***** Document text
# Nielsen DMAs, change of county



## Brett (Jan 14, 2003)

I was looking at broadcasting & cable yearbooks from 2001 and 2002-2003 season and noticed many DMAs added or lost a county. Many to most of the counties that switched had very small number of TV HH. 

For a big market, it was almost non-noticeable. Some big markets including Dallas and Baltimore lost counties, but as most of the markets (practically every TV market gained homes) the loss of few outlying counties was no big deal. When the small DMA adds or loses a county though its a big deal.

Have any BIG counties (with big populations, significant number of TV HH) changed DMAs? I suspect an example could be Ocean County, NJ that has a good 200,000 TV HH and more (dont have exact number in front of me). The Southern and Western parts of the county identify with Philly more than NYC, and Philly stations are carried on cable throughout the county with NY stations. I seriously doubt Philly would ever claim this county from New York, but its a county that gets influence from Philly, Atlantic City and Trenton regions, not just New York and Monmouth regions.

Do DirecTV and Dish Network have to stick with one Nielsen DMA guide from a specific year, or can they switch editions (from 1999 to 2000 to 2001) etc. in order to get the most favorable # of counties possible per market? Some DMAs gained a county and lost a county at the same time. If it was common, could the DBS providers maximize the possible number of counties using more than 1 edition?
**********
__To do__.
• a. According to the Nielsen DMA post, which two big markets lost counties?
• b. Quote the Nielsen DMA post between "I was looking" and "a big deal.", inclusive.
• c. Continue the Nielsen DMA post past its final sentence.
***** Supplied records
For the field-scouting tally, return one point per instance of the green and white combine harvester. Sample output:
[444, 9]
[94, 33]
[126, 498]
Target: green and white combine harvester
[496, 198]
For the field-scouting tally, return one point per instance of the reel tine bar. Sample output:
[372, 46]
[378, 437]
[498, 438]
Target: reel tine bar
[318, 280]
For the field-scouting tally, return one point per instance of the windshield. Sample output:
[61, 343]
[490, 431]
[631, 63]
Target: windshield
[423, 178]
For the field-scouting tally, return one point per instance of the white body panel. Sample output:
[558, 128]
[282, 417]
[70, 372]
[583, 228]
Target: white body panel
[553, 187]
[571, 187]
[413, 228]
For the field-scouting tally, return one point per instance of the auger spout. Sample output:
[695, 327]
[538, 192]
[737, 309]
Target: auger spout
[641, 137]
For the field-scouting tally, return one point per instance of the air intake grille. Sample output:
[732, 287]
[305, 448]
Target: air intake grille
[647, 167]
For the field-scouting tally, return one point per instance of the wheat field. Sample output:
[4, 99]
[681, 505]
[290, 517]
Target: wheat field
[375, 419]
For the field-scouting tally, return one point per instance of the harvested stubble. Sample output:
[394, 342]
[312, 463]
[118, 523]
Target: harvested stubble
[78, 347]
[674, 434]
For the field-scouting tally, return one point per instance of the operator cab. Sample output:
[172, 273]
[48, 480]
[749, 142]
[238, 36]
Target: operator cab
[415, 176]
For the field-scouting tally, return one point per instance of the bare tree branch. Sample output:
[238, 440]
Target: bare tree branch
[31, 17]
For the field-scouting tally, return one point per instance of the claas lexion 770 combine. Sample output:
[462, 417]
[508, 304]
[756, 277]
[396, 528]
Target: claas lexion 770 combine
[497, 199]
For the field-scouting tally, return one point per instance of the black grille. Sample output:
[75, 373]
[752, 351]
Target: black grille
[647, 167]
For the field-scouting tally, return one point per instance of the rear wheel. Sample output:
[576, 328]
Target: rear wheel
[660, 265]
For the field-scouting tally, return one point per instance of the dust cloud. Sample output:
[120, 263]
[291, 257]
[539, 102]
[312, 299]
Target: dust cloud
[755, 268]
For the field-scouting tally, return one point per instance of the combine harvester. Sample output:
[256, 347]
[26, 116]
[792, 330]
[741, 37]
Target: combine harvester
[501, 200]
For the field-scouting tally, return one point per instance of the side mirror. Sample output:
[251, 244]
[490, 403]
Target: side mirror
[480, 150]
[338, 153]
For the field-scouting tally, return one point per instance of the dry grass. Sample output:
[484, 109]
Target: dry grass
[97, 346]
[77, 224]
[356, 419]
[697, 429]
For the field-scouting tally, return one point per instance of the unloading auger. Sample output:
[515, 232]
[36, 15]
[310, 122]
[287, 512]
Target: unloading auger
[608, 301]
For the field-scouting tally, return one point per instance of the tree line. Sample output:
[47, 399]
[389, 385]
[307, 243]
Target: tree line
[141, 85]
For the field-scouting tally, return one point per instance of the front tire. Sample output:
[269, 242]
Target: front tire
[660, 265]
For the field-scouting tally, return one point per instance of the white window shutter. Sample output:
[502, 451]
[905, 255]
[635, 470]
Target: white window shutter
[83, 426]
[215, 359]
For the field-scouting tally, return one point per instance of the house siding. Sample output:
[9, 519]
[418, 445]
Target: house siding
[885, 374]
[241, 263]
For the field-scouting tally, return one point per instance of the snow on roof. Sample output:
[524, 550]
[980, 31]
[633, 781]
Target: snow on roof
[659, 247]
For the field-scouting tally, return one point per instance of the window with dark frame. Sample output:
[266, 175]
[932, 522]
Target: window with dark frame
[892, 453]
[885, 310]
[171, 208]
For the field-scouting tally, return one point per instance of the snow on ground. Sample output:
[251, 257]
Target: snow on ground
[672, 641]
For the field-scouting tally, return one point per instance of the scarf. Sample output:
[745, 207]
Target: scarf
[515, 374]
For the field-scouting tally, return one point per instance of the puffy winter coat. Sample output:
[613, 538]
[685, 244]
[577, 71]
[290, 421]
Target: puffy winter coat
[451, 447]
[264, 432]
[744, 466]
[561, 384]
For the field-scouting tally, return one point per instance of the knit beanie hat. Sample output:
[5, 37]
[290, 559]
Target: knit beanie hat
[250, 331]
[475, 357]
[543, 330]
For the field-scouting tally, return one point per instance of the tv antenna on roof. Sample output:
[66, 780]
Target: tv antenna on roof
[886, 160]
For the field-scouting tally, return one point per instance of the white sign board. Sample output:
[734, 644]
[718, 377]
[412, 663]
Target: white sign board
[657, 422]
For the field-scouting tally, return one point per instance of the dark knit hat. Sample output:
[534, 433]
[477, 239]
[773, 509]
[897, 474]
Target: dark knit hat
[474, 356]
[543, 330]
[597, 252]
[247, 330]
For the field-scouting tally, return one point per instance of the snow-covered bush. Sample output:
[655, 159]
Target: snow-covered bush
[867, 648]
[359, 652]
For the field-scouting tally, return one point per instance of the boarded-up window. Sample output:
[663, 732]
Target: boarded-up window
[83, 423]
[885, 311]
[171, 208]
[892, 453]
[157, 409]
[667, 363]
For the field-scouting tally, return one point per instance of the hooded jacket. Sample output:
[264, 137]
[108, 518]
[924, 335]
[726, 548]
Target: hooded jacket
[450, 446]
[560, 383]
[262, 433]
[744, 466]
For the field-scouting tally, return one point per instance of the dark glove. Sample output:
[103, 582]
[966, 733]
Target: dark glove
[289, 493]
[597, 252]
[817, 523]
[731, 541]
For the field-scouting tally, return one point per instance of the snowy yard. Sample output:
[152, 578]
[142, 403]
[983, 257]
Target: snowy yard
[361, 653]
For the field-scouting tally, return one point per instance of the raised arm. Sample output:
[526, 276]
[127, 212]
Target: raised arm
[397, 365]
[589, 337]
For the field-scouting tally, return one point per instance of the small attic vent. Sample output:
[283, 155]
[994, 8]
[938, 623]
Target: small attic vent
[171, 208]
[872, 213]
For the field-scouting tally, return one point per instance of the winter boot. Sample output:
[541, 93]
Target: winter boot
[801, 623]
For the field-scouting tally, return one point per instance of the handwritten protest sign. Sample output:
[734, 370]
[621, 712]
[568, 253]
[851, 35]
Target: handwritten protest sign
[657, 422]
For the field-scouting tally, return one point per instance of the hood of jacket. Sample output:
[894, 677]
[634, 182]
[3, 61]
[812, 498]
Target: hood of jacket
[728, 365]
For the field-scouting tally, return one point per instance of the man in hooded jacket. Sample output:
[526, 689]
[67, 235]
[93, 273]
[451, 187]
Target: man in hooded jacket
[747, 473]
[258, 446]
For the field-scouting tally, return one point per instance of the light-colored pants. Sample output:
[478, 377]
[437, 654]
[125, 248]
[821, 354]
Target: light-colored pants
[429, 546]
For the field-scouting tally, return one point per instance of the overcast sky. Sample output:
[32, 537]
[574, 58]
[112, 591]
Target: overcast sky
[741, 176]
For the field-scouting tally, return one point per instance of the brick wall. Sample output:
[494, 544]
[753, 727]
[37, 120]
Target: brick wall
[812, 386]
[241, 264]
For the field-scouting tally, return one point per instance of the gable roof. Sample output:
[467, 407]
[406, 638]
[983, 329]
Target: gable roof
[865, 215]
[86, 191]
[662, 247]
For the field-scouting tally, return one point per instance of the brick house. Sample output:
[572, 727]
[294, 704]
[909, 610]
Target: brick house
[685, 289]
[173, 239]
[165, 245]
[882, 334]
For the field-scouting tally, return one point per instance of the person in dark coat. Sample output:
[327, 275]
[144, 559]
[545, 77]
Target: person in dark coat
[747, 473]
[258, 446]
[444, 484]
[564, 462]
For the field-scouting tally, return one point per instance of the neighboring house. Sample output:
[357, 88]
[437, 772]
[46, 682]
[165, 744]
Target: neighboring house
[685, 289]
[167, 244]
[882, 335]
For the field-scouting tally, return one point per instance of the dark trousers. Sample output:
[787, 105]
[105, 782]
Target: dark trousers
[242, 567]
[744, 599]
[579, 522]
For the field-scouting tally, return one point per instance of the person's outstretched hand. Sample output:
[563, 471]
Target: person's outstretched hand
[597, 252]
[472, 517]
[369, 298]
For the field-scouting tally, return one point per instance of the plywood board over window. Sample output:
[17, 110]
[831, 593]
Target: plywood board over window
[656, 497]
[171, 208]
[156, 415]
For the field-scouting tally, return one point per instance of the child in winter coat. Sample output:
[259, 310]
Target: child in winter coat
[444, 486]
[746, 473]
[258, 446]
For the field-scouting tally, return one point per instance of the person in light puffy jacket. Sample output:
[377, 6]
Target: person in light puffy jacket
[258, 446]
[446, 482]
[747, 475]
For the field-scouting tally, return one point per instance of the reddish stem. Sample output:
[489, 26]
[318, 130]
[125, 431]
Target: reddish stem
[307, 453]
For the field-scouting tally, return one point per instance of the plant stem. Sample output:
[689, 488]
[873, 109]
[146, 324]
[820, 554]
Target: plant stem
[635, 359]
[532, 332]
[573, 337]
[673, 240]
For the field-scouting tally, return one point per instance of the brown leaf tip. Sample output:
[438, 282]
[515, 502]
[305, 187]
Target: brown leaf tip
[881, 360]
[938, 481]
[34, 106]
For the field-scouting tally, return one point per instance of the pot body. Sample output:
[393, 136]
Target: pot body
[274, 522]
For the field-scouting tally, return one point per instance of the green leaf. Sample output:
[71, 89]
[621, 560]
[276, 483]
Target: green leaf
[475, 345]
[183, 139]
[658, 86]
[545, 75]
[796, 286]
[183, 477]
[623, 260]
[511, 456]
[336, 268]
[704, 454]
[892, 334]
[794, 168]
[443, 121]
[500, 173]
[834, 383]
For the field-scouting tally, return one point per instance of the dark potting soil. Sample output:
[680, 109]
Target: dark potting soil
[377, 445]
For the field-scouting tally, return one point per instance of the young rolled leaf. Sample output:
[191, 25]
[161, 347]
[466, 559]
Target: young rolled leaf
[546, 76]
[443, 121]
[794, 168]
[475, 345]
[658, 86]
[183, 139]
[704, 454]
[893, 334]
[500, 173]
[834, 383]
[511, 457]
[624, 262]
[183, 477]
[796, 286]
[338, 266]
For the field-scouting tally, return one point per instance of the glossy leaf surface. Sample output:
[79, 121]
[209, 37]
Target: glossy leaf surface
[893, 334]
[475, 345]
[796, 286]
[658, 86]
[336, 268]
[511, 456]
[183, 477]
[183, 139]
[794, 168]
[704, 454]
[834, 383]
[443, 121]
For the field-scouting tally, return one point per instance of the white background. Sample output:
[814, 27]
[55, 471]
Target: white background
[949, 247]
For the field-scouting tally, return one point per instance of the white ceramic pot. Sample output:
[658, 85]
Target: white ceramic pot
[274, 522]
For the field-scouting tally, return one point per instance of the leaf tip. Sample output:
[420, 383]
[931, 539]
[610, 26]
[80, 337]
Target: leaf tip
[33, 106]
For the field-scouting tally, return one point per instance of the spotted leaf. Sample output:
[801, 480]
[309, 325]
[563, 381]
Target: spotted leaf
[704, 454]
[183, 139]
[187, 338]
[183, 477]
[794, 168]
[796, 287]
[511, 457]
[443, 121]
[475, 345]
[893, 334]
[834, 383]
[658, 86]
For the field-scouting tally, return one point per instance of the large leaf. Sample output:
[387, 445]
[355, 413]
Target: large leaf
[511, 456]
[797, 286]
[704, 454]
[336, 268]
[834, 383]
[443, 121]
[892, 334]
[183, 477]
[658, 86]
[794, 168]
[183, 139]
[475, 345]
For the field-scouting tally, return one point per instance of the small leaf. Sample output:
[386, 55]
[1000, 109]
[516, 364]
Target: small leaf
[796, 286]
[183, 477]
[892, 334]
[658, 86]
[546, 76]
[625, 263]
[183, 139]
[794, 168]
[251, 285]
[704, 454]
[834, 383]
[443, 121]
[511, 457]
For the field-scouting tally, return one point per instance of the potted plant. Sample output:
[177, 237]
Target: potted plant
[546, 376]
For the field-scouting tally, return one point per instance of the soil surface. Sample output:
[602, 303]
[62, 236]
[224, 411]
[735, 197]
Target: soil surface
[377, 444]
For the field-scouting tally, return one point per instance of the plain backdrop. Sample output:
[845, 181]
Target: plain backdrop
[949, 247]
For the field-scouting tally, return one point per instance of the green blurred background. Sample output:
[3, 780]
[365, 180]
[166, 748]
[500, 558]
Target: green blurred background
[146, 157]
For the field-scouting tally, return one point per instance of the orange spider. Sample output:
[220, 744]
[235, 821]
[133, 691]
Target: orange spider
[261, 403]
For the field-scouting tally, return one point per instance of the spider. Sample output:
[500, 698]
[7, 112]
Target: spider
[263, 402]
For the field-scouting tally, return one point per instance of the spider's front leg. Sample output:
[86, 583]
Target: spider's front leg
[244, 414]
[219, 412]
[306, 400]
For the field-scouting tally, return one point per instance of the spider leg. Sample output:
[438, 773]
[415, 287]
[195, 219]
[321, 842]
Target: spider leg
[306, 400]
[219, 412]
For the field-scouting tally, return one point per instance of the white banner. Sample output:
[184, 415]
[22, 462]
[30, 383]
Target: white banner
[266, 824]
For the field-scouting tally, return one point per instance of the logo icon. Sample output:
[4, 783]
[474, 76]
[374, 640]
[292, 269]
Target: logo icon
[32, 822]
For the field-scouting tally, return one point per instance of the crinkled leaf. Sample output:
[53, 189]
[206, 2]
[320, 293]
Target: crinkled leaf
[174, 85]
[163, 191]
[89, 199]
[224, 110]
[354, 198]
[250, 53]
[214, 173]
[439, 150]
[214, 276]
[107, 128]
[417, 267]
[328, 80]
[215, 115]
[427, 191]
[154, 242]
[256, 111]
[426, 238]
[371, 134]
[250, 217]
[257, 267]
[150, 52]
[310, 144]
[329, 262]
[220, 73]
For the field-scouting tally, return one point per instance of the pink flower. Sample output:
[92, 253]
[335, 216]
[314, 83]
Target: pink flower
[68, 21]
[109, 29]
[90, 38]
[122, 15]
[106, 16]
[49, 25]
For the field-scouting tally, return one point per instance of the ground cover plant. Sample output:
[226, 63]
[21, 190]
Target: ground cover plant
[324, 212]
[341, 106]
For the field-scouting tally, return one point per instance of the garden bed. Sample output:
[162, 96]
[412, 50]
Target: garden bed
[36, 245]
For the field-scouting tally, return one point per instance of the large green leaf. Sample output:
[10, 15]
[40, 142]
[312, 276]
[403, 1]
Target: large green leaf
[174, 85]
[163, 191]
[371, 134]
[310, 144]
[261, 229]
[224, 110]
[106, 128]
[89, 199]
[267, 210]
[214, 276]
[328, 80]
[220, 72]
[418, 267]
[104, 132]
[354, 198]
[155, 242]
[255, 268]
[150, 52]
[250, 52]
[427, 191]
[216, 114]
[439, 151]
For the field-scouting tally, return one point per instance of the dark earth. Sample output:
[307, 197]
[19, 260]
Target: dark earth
**********
__Answers by task__.
• a. Dallas and Baltimore.

• b.
I was looking at broadcasting & cable yearbooks from 2001 and 2002-2003 season and noticed many DMAs added or lost a county. Many to most of the counties that switched had very small number of TV HH. 

For a big market, it was almost non-noticeable. Some big markets including Dallas and Baltimore lost counties, but as most of the markets (practically every TV market gained homes) the loss of few outlying counties was no big deal. When the small DMA adds or loses a county though its a big deal.

• c.
Dorcester County in Maryland moved from Baltimore to Salisbury DMA. However, DirecTV still can sell Baltimore locals in Dorcester County it seems. 

For Baltimore, they lost a county but they still gained homes from within their core market area, so the loss of Dorcester was almost not noticed. Cable carriage remains the same with no changes. But Salisbury moved from rank of DMA #160 to #150ish range.

Wheeling market lost Guerney County, OH to Columbus!!! How is this possible? Looking at the maps, the county is in between Wheeling/Steubenville and Zanesville. Anyways, although Columbus hardly benefited from this gain, Wheeling went down to 150 rank, so Salisbury and Wheeling from a distance of 20 ranks moved in as neighbors, DMA #150 and DMA #151.


----------



## AJ2086 (Jun 1, 2002)

Fairfield County needs to be taken away from NY DMA and added to Hartford New Haven. They NY News channels rarely cover anything in Fairfield County.


----------



## bryan27 (Apr 1, 2002)

Brett, isn't it something? Guernsey Co. can't even receive Columbus OTA. The only OTA signals receivable are WTOV(NBC), WTRF(CBS), WOUC(PBS), WHIZ(NBC), WSFJ(PAX). IMHO this is just the first nail in the demise of the Wheeling/Steubenville Market.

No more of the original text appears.